> [PROBLEM REQUIREMENTS] Lines below that include the word "waterfall" should each be copied.

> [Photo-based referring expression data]

Start of Block

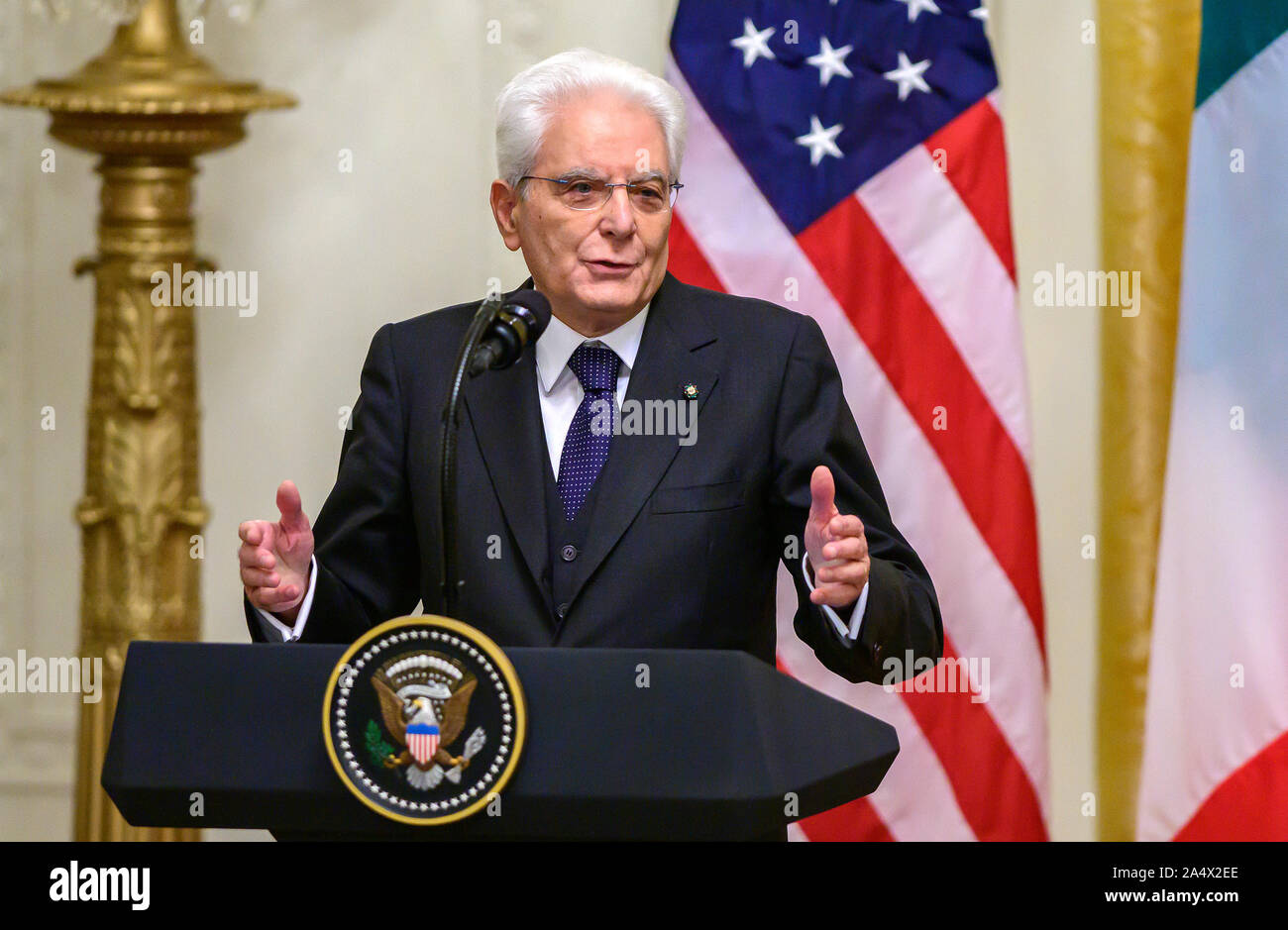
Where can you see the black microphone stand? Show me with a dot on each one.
(451, 585)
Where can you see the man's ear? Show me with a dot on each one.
(505, 201)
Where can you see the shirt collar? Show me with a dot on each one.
(559, 340)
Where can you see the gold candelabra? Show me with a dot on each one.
(149, 106)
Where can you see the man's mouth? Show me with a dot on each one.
(610, 266)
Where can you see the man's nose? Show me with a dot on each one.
(618, 215)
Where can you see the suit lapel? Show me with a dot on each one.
(506, 418)
(635, 464)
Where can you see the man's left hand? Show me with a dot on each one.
(836, 545)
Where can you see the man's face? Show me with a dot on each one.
(597, 266)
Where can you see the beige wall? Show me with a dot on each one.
(407, 88)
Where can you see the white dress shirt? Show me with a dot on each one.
(561, 393)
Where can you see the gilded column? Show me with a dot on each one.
(149, 106)
(1147, 64)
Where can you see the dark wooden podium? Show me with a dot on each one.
(716, 747)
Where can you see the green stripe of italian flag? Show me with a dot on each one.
(1216, 723)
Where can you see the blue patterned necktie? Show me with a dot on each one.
(587, 445)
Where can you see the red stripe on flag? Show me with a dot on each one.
(926, 371)
(974, 159)
(686, 259)
(992, 787)
(1250, 804)
(855, 821)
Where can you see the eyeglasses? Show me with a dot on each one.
(591, 193)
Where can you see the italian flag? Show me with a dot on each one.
(1215, 763)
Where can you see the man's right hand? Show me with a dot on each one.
(275, 557)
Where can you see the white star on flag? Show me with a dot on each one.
(909, 76)
(829, 62)
(820, 141)
(915, 7)
(752, 44)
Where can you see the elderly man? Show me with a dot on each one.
(570, 534)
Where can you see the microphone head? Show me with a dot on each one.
(537, 309)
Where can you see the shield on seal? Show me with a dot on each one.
(423, 742)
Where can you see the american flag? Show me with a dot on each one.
(846, 158)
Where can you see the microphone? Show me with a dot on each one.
(520, 321)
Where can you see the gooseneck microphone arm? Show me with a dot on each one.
(494, 339)
(449, 581)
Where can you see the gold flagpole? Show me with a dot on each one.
(1147, 64)
(149, 106)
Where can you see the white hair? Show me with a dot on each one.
(524, 106)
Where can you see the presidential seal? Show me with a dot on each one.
(424, 719)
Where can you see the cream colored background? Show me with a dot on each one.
(408, 86)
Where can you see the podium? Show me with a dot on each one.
(622, 745)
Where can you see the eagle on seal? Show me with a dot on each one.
(424, 716)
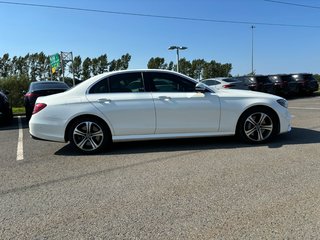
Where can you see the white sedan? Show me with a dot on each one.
(137, 105)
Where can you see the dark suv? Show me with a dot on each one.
(5, 108)
(307, 84)
(284, 84)
(41, 88)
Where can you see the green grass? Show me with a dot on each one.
(18, 110)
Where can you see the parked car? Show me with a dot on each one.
(225, 82)
(250, 82)
(165, 104)
(41, 88)
(307, 84)
(5, 108)
(284, 84)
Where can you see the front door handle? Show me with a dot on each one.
(165, 98)
(104, 100)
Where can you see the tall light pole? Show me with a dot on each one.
(178, 49)
(252, 27)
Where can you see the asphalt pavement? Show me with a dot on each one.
(210, 188)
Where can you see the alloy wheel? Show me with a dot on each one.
(258, 127)
(88, 136)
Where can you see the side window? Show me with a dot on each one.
(162, 82)
(100, 87)
(127, 82)
(211, 82)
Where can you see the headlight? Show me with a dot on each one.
(283, 102)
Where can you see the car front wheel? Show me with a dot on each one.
(88, 135)
(257, 125)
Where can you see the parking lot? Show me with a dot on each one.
(210, 188)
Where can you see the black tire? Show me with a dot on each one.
(89, 135)
(257, 125)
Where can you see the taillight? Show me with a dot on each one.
(30, 95)
(228, 85)
(38, 107)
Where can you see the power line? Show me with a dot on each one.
(158, 16)
(293, 4)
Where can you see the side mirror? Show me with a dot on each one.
(201, 87)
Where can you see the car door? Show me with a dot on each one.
(179, 108)
(124, 102)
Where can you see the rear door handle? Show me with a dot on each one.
(104, 100)
(165, 98)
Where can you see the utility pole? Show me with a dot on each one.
(66, 59)
(252, 27)
(178, 56)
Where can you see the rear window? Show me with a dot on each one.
(309, 77)
(287, 78)
(35, 86)
(263, 79)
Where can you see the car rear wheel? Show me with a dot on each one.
(89, 135)
(257, 125)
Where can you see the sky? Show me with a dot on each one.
(276, 49)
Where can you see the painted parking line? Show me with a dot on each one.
(304, 108)
(20, 141)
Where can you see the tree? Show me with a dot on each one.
(214, 69)
(157, 63)
(86, 66)
(76, 67)
(185, 66)
(5, 65)
(120, 64)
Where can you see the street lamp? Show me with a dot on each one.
(252, 27)
(177, 48)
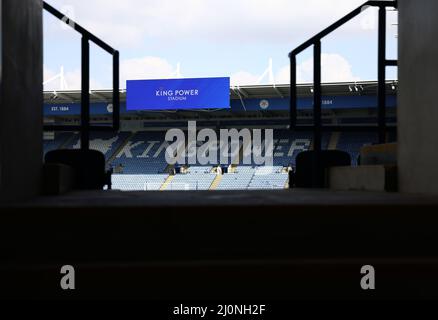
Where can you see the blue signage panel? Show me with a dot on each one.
(275, 104)
(176, 94)
(306, 103)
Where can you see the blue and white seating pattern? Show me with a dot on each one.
(138, 182)
(352, 142)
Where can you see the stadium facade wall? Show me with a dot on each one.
(21, 99)
(418, 107)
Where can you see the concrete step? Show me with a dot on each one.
(363, 178)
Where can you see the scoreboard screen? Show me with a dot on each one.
(178, 94)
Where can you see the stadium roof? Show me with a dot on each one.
(239, 92)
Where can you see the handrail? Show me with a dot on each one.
(85, 126)
(317, 103)
(341, 22)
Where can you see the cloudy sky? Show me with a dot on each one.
(212, 38)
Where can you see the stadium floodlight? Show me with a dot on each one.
(62, 81)
(268, 73)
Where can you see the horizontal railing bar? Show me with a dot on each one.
(78, 28)
(391, 63)
(330, 128)
(341, 22)
(73, 128)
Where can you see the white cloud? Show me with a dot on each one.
(242, 78)
(72, 79)
(145, 68)
(127, 23)
(334, 68)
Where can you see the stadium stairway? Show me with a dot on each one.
(216, 182)
(113, 156)
(167, 182)
(213, 245)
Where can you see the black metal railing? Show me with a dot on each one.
(84, 128)
(315, 41)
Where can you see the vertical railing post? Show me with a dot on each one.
(317, 121)
(116, 91)
(381, 74)
(293, 91)
(85, 94)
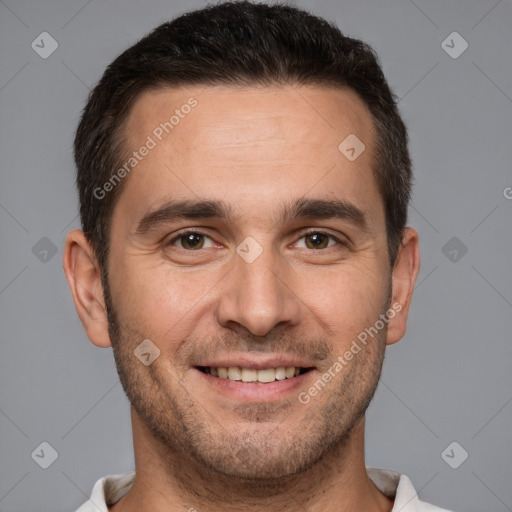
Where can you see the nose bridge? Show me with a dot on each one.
(256, 295)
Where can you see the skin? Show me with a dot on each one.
(256, 149)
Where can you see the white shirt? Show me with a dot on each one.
(111, 489)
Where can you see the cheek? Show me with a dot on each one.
(160, 299)
(346, 300)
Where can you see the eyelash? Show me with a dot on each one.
(311, 232)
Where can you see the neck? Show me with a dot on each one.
(167, 481)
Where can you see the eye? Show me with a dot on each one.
(192, 241)
(318, 240)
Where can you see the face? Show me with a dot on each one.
(245, 242)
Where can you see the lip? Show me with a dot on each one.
(249, 392)
(256, 363)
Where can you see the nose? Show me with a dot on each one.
(259, 295)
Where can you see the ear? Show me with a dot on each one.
(403, 279)
(83, 276)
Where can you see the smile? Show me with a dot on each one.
(253, 375)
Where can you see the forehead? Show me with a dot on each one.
(251, 145)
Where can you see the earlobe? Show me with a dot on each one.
(405, 272)
(84, 279)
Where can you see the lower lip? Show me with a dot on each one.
(248, 391)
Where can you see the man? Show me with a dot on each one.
(244, 177)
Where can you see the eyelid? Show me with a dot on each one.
(321, 231)
(184, 232)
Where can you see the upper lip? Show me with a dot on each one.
(257, 363)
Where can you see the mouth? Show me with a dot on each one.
(254, 375)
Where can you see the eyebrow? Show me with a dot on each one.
(302, 208)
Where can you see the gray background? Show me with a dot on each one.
(448, 380)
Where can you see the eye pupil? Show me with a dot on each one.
(192, 241)
(317, 240)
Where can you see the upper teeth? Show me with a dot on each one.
(253, 375)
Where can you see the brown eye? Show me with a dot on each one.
(317, 240)
(190, 241)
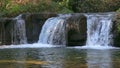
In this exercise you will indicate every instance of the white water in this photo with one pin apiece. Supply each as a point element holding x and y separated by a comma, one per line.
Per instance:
<point>53,31</point>
<point>99,30</point>
<point>19,34</point>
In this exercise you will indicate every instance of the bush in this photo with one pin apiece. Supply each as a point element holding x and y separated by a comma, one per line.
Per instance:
<point>13,8</point>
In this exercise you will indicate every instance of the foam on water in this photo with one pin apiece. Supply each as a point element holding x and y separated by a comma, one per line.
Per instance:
<point>35,45</point>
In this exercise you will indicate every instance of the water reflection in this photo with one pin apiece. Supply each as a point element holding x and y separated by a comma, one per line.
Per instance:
<point>54,57</point>
<point>99,59</point>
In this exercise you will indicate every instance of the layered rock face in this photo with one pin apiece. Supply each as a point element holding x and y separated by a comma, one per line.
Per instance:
<point>76,29</point>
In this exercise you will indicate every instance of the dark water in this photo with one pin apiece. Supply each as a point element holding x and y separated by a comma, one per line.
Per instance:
<point>58,57</point>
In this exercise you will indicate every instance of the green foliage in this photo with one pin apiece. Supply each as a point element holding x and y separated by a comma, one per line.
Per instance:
<point>94,5</point>
<point>12,9</point>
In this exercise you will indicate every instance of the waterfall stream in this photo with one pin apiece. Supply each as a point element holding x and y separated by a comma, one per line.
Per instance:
<point>19,31</point>
<point>53,31</point>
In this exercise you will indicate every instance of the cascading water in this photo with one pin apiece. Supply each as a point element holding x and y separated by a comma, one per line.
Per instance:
<point>19,31</point>
<point>99,29</point>
<point>53,31</point>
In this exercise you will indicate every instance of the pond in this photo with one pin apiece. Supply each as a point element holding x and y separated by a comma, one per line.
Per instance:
<point>59,57</point>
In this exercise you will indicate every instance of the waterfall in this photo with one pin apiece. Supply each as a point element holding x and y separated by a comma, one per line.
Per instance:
<point>19,31</point>
<point>99,29</point>
<point>53,31</point>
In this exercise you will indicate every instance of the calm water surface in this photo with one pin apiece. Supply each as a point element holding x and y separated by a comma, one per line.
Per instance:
<point>59,57</point>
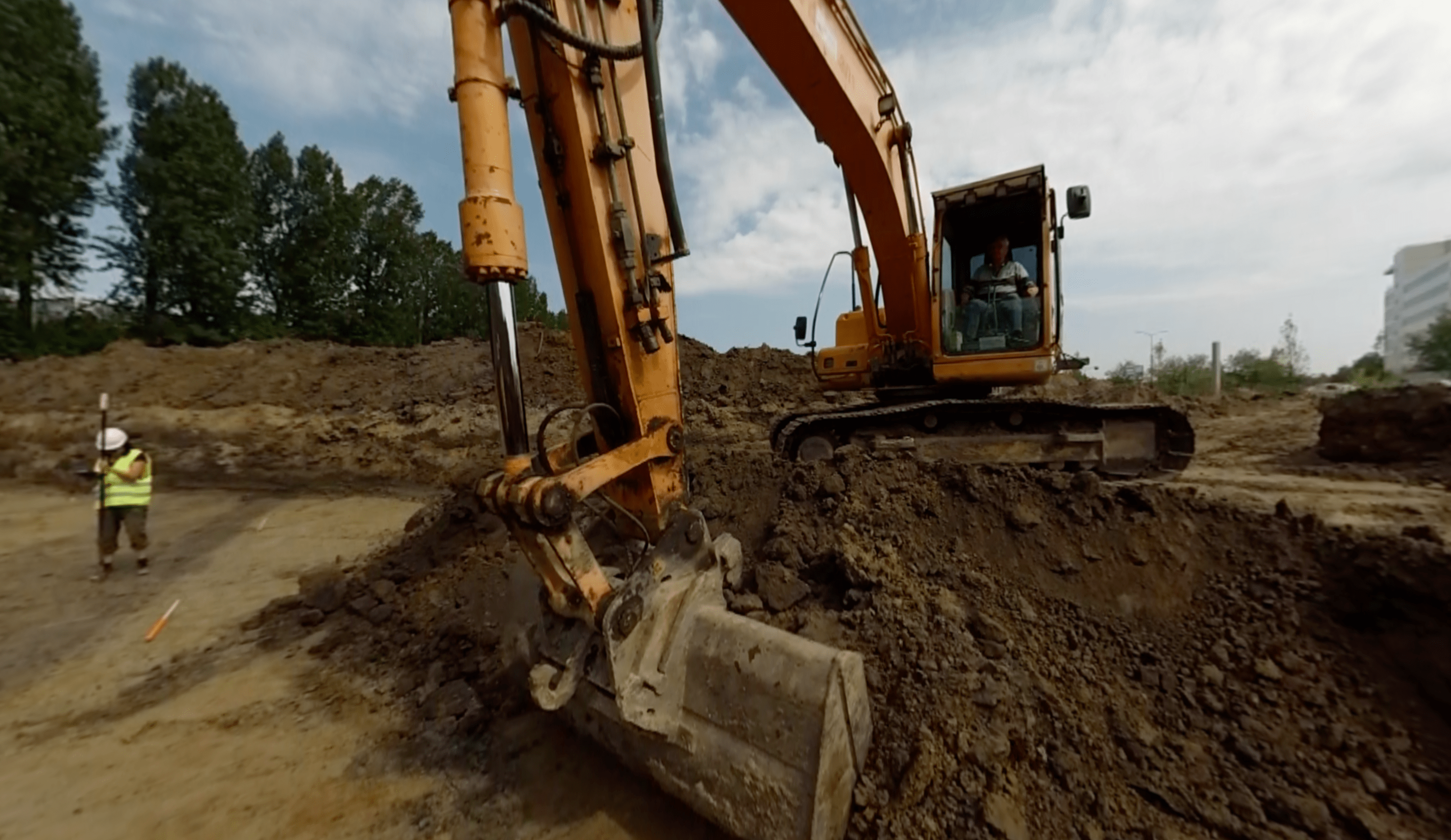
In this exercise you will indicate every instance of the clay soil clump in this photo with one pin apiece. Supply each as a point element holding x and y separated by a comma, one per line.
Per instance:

End of Block

> [ANSWER TO THIS PROBLEM]
In this exercise you will indicate every instance of the waterfall stream in this photo with one pin apiece. Supply each as a point element holding x and y separated by a comma, one per line.
In this exercise you will indicate every instance of the waterfall in this photo with one pin apiece. Supply each as a point element holding x and y separated by a comma, one per line.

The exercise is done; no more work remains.